Where the lines below hold images, skip those and copy every word exactly.

'''

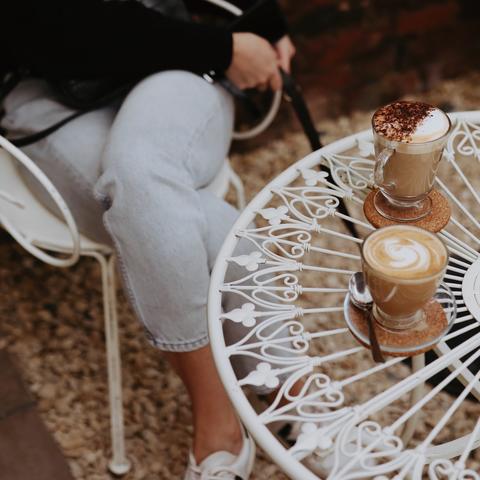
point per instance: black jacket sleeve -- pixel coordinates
(262, 17)
(95, 38)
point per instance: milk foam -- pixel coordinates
(434, 126)
(403, 252)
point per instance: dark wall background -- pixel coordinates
(362, 53)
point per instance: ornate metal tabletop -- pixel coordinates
(283, 280)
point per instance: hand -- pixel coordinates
(254, 63)
(285, 52)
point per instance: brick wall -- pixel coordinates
(362, 53)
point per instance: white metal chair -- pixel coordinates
(40, 233)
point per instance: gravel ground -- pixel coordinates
(51, 320)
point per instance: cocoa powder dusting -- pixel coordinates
(398, 120)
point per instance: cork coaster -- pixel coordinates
(424, 335)
(434, 221)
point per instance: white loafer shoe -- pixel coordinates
(224, 465)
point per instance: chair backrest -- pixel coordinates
(24, 217)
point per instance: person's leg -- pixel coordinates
(168, 140)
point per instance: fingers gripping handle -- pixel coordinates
(380, 165)
(59, 202)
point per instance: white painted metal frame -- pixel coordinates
(337, 437)
(42, 233)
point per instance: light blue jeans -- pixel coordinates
(135, 175)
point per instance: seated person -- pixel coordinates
(134, 172)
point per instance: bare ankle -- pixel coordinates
(224, 436)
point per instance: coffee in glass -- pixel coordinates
(403, 267)
(409, 138)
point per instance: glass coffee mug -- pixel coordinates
(404, 173)
(403, 267)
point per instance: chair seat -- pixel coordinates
(43, 229)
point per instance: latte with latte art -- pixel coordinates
(405, 252)
(403, 267)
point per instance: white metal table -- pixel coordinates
(288, 275)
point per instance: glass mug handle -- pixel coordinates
(380, 165)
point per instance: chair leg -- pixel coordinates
(418, 362)
(239, 189)
(119, 464)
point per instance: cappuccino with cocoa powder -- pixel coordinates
(409, 139)
(403, 267)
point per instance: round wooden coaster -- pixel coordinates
(425, 335)
(434, 221)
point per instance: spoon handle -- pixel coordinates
(375, 347)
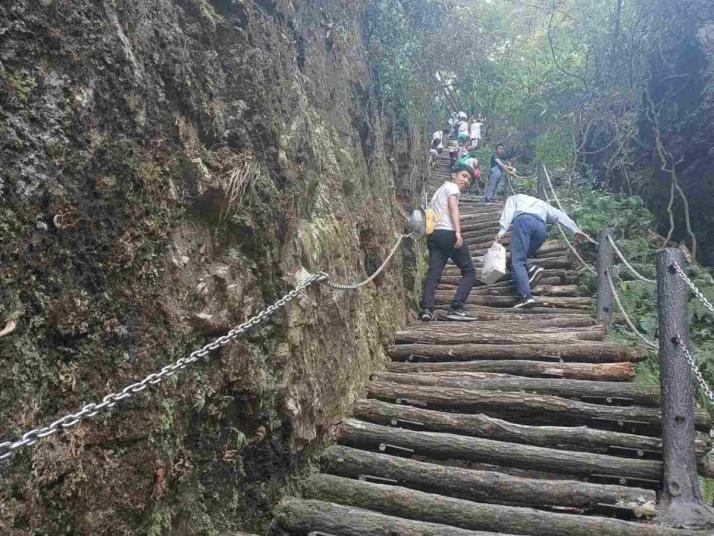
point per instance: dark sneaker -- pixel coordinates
(426, 315)
(525, 303)
(534, 274)
(456, 311)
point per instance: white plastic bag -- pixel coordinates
(494, 264)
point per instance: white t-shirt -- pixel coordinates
(475, 130)
(440, 205)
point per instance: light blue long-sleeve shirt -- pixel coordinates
(525, 204)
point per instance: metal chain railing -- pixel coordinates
(564, 236)
(629, 323)
(627, 264)
(355, 286)
(695, 370)
(693, 287)
(7, 448)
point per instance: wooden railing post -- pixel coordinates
(540, 185)
(681, 502)
(604, 270)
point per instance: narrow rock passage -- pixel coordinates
(517, 422)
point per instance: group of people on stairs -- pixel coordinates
(525, 215)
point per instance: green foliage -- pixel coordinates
(555, 148)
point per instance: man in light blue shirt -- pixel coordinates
(528, 215)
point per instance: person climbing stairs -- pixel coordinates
(510, 421)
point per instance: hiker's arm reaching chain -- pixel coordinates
(575, 252)
(632, 270)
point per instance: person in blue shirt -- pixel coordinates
(528, 215)
(499, 166)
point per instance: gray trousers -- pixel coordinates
(494, 178)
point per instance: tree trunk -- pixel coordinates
(603, 307)
(524, 407)
(631, 393)
(618, 372)
(548, 335)
(302, 516)
(582, 351)
(398, 501)
(681, 504)
(484, 486)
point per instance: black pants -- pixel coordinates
(441, 249)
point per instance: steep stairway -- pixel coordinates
(511, 422)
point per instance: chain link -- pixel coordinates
(627, 264)
(632, 327)
(7, 448)
(695, 369)
(355, 286)
(695, 290)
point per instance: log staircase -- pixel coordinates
(513, 422)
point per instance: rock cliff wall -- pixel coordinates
(167, 169)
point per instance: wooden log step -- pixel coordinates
(521, 407)
(487, 314)
(565, 276)
(547, 335)
(522, 324)
(437, 445)
(300, 516)
(474, 309)
(581, 303)
(559, 262)
(418, 505)
(616, 393)
(484, 486)
(579, 438)
(612, 372)
(547, 287)
(578, 351)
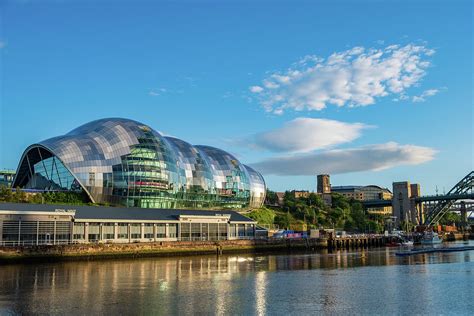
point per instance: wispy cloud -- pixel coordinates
(305, 135)
(355, 77)
(425, 94)
(367, 158)
(157, 92)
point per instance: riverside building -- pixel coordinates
(45, 224)
(122, 162)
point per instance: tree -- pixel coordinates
(271, 197)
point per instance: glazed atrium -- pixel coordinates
(126, 163)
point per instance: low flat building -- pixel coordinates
(6, 177)
(45, 224)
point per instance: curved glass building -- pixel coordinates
(124, 162)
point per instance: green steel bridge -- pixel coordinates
(439, 204)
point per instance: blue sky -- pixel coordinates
(384, 93)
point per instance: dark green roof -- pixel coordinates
(121, 213)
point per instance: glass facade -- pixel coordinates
(124, 162)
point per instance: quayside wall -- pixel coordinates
(171, 248)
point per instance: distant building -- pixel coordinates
(323, 184)
(6, 177)
(324, 188)
(281, 197)
(403, 202)
(300, 194)
(366, 193)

'''

EXERCISE RESPONSE:
point per instance: black jacket sleeve -- pixel coordinates
(262, 17)
(95, 38)
point per instance: milk foam -- pixel coordinates
(434, 126)
(403, 252)
point per instance: dark wall background -- pixel coordinates
(362, 53)
point per instance: ornate metal tabletop -- pixel coordinates
(283, 280)
point per instance: hand -- pixel coordinates
(254, 63)
(285, 52)
point per instance: brick wall -- pixel coordinates
(362, 53)
point per instance: white metal chair -- pixel coordinates
(40, 233)
point per instance: gravel ground -- pixel coordinates
(51, 320)
point per instance: cocoa powder dusting -- pixel coordinates
(398, 120)
point per instance: cork coaster -- pixel coordinates
(424, 335)
(434, 221)
point per instance: white loafer shoe -- pixel coordinates
(224, 465)
point per instance: chair backrest -- pixel coordinates
(24, 217)
point per instance: person's leg -- pixel coordinates
(168, 140)
point per instance: fingers gripping handle -- pixel coordinates
(380, 165)
(59, 202)
point per instance: white painted metal frame -- pixel coordinates
(337, 437)
(42, 233)
point per instance: light blue jeans -- pixel coordinates
(135, 175)
point per instance: seated person -- pixel coordinates
(134, 172)
point per instance: bare ankle -- pixel coordinates
(224, 436)
point per instance: coffee in glass -- pixel coordinates
(403, 267)
(409, 138)
point per instance: glass coffee mug -- pixel coordinates
(404, 173)
(403, 267)
point per instance: chair seat -- pixel coordinates
(43, 229)
point per instance: latte with latte art -- pixel coordinates
(405, 252)
(403, 267)
point per instance: white metal table -- pixel coordinates
(288, 275)
point per instance: glass mug handle -- pixel coordinates
(380, 165)
point per instance: chair leg -- pixel coordinates
(418, 362)
(239, 189)
(119, 464)
point per instance: cappuccino with cocoa powder -- pixel coordinates
(409, 139)
(403, 267)
point per instance: round wooden coaster -- pixel coordinates
(425, 335)
(434, 221)
point per instance: spoon handle -- pixel coordinates
(375, 347)
point per instance: dark sneaker -- pixel coordinates
(426, 315)
(525, 303)
(534, 274)
(456, 311)
point per instance: white plastic bag -- pixel coordinates
(494, 264)
point per instance: white t-shirt -- pixel coordinates
(475, 130)
(440, 205)
point per instance: light blue long-sleeve shirt -- pixel coordinates
(525, 204)
point per instance: metal chain railing -- pixel coordinates
(564, 236)
(629, 323)
(627, 264)
(355, 286)
(695, 370)
(693, 287)
(7, 448)
point per instance: wooden railing post -- pixel coordinates
(540, 185)
(681, 502)
(604, 270)
point per instance: narrow rock passage -- pixel coordinates
(517, 422)
point per instance: group of people on stairs -- pixel coordinates
(525, 215)
point per instance: green foliage -- pixel coordinates
(555, 148)
point per instance: man in light blue shirt -- pixel coordinates
(528, 215)
point per instance: person climbing stairs -- pixel coordinates
(510, 421)
point per instance: hiker's arm reaching chain -- pixel coordinates
(575, 252)
(632, 270)
point per instance: person in blue shirt -- pixel coordinates
(528, 215)
(499, 166)
point per instance: gray trousers -- pixel coordinates
(494, 178)
point per instance: tree trunk -- pixel coordinates
(603, 307)
(524, 407)
(631, 393)
(618, 372)
(548, 335)
(302, 516)
(582, 351)
(398, 501)
(681, 504)
(484, 486)
point per instance: black pants -- pixel coordinates
(441, 249)
point per instance: steep stairway -- pixel coordinates
(511, 422)
point per instance: chain link -- pixel coordinates
(627, 264)
(632, 327)
(7, 448)
(695, 369)
(355, 286)
(695, 290)
point per instance: log staircase -- pixel coordinates
(513, 422)
point per instance: rock cliff wall -- pixel coordinates
(167, 169)
point per instance: wooden log step -- pixel coordinates
(521, 407)
(487, 314)
(565, 276)
(547, 335)
(522, 324)
(437, 445)
(300, 516)
(474, 309)
(581, 303)
(559, 262)
(418, 505)
(616, 393)
(484, 486)
(579, 438)
(612, 372)
(547, 287)
(578, 351)
point per instance: wispy cloud -- pixel coordinates
(305, 135)
(355, 77)
(425, 94)
(367, 158)
(157, 92)
point per instance: riverside building -- pixel coordinates
(45, 224)
(122, 162)
point per instance: tree -- pixel coordinates
(271, 197)
point per instance: glazed atrium -- pixel coordinates
(126, 163)
point per instance: low flat building -- pixel coordinates
(6, 177)
(45, 224)
point per instance: curved glass building -- pixel coordinates
(124, 162)
point per instance: green steel bridge -- pixel coordinates
(439, 204)
point per instance: blue sky -- pixel coordinates
(384, 93)
point per instance: dark green roof -- pixel coordinates
(121, 213)
point per instance: glass facade -- pixel coordinates
(124, 162)
point per instance: quayside wall -- pixel coordinates
(171, 248)
point per instance: distant building -- pixel coordinates
(323, 184)
(6, 177)
(324, 188)
(281, 197)
(403, 202)
(300, 194)
(366, 193)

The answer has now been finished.